- Your goal
Print the Montessori introduction below word for word, from its heading through its final sentence.

-- start of Document --

Montessori: An Intro to the Person & Philosophy
Montessori method and philosophy were developed by the first woman physician in Italy, Maria Montessori, who was born in 1870. She was not only a physician, but a lecturer, educator and innovator. She worked in the fields of psychiatry and anthropology. She was an advocate for children with special needs and learning differences and for women’s equality. Montessori developed the Montessori Philosophy and Method of education using a scientific approach to how the human brain developed, closely observing children at varied stages of development from birth to adulthood.
In 1907 Maria Montessori opened her first Montessori environment, Casa dei Bambini, or Children’s House, in the San Lorenz district of Rome for children ages two to six years old. By 1910 the reputation of the Montessori Method had spread beyond Europe and to the United States.
The Montessori philosophy today is not only an innovative educational pedagogy, but also a philosophy of peace, education and social change for children of many generations.
Montessori called her philosophy an “aid to life” and believed that it was the responsibility of the adult to be aware and encouraging to the intrinsic and natural development of the child as a whole person. With the knowledge of the child’s “absorbent mind” we believe as Montessori educators that children are capable of self-directed learning when the environment is prepared with their natural curiosities in mind. When we say the environment is “prepared”, what we mean is that the teachers carefully curate the “work” (what Montessori calls the items/activities in the classroom used by the children to learn) that is placed in the classroom based on the appropriate stage of development or interest of the children. In a Montessori classroom, the children are encouraged to independently select work that will interest and challenge them. Every piece of work placed in the classroom is designed to aid in some facet of their development. Many pieces of work may include differing steps or goals through which a child may progress. As the children develop and learn to master the item, it is reconfigured or changed out completely so that they may continue to progress in their development. A primary role of the teacher in a Montessori classroom is to observe the children working and making sure that they are selecting work that is appropriate and challenging for their stage of development. This helps the child to continually progress and not become stagnant in their learning.

-- end of Document --
-- start of Excerpted records --

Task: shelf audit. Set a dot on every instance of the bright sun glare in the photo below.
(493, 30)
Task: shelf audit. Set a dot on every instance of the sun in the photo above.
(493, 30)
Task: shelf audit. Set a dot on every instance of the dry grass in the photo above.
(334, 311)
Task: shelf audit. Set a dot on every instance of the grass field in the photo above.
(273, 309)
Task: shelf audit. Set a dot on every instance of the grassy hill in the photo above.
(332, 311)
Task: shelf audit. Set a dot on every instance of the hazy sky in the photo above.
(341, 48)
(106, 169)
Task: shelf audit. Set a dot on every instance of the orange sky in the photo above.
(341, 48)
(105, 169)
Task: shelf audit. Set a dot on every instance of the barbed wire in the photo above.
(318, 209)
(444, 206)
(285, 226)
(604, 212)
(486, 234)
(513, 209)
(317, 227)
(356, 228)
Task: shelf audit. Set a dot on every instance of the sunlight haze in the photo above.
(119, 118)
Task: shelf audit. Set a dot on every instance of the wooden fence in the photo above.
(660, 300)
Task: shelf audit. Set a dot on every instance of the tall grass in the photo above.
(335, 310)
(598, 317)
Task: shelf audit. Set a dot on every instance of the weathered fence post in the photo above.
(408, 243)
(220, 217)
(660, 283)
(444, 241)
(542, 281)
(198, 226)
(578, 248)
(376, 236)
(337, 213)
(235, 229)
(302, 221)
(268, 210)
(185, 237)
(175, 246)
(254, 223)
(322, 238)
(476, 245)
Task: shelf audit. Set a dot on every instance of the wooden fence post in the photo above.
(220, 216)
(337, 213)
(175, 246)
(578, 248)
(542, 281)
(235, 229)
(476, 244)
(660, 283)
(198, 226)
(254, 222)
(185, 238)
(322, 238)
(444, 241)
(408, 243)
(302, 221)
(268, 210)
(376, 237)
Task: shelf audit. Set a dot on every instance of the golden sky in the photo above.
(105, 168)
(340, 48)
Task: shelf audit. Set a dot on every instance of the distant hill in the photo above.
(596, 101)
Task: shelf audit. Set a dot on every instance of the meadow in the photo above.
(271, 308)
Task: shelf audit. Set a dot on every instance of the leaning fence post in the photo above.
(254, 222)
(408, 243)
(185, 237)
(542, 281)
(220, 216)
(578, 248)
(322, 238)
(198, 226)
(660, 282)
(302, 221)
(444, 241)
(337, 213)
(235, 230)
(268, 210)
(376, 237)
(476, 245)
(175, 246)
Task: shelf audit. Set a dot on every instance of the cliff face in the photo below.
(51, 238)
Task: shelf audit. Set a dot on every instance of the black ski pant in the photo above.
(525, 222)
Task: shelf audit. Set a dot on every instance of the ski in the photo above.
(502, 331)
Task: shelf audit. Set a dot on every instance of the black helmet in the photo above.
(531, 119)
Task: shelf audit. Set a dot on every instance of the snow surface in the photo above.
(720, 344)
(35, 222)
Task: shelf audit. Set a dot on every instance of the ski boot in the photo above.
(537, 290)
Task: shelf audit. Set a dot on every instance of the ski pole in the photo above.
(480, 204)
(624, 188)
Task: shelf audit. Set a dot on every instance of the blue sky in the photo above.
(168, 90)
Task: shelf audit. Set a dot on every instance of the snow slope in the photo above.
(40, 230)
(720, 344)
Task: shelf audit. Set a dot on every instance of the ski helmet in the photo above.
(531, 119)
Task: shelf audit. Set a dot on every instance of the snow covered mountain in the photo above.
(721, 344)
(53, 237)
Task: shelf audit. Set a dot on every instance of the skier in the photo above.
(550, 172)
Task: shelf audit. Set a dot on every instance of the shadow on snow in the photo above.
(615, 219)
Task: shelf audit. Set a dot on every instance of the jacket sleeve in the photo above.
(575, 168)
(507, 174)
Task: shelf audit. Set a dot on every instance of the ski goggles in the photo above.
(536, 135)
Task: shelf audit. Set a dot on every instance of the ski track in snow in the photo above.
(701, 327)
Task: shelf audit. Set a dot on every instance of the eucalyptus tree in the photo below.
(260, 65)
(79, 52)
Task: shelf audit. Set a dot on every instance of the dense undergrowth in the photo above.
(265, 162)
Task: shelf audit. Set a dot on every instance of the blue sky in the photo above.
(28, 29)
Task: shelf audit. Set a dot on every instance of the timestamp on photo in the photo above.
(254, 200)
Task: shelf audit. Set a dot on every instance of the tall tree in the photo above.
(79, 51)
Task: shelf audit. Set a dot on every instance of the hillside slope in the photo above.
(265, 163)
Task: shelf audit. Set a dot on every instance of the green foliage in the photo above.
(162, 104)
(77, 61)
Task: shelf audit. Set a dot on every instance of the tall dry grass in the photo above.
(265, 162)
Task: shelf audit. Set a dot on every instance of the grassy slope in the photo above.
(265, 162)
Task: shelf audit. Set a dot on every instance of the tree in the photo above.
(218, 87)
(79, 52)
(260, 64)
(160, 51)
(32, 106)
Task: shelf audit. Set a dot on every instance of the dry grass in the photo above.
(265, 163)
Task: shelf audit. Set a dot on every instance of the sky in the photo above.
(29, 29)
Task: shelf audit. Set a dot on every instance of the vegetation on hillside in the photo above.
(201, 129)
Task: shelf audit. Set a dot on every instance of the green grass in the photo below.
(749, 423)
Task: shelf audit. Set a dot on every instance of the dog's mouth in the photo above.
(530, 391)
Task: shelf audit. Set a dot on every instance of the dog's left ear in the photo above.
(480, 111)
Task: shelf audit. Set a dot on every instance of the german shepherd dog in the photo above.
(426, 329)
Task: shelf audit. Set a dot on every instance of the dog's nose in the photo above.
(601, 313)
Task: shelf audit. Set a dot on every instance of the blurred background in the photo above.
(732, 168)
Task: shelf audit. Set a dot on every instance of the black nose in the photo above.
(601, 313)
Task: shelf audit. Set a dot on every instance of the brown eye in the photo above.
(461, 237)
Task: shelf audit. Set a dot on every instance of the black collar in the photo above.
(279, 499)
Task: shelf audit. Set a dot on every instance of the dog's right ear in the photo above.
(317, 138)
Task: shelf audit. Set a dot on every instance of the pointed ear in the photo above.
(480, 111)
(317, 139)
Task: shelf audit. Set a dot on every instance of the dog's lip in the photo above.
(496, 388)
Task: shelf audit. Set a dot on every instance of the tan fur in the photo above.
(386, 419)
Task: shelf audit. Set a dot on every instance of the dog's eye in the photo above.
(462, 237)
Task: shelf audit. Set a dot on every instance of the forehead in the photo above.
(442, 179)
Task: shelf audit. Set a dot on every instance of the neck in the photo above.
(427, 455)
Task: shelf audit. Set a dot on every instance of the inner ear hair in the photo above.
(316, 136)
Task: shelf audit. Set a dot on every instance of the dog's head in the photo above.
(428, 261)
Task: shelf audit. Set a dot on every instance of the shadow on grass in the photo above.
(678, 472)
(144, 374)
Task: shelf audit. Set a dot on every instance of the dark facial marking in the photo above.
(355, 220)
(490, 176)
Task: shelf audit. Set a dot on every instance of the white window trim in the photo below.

-- end of Excerpted records --

- Answer to this problem
Montessori: An Intro to the Person & Philosophy
Montessori method and philosophy were developed by the first woman physician in Italy, Maria Montessori, who was born in 1870. She was not only a physician, but a lecturer, educator and innovator. She worked in the fields of psychiatry and anthropology. She was an advocate for children with special needs and learning differences and for women’s equality. Montessori developed the Montessori Philosophy and Method of education using a scientific approach to how the human brain developed, closely observing children at varied stages of development from birth to adulthood.
In 1907 Maria Montessori opened her first Montessori environment, Casa dei Bambini, or Children’s House, in the San Lorenz district of Rome for children ages two to six years old. By 1910 the reputation of the Montessori Method had spread beyond Europe and to the United States.
The Montessori philosophy today is not only an innovative educational pedagogy, but also a philosophy of peace, education and social change for children of many generations.
Montessori called her philosophy an “aid to life” and believed that it was the responsibility of the adult to be aware and encouraging to the intrinsic and natural development of the child as a whole person. With the knowledge of the child’s “absorbent mind” we believe as Montessori educators that children are capable of self-directed learning when the environment is prepared with their natural curiosities in mind. When we say the environment is “prepared”, what we mean is that the teachers carefully curate the “work” (what Montessori calls the items/activities in the classroom used by the children to learn) that is placed in the classroom based on the appropriate stage of development or interest of the children. In a Montessori classroom, the children are encouraged to independently select work that will interest and challenge them. Every piece of work placed in the classroom is designed to aid in some facet of their development. Many pieces of work may include differing steps or goals through which a child may progress. As the children develop and learn to master the item, it is reconfigured or changed out completely so that they may continue to progress in their development. A primary role of the teacher in a Montessori classroom is to observe the children working and making sure that they are selecting work that is appropriate and challenging for their stage of development. This helps the child to continually progress and not become stagnant in their learning.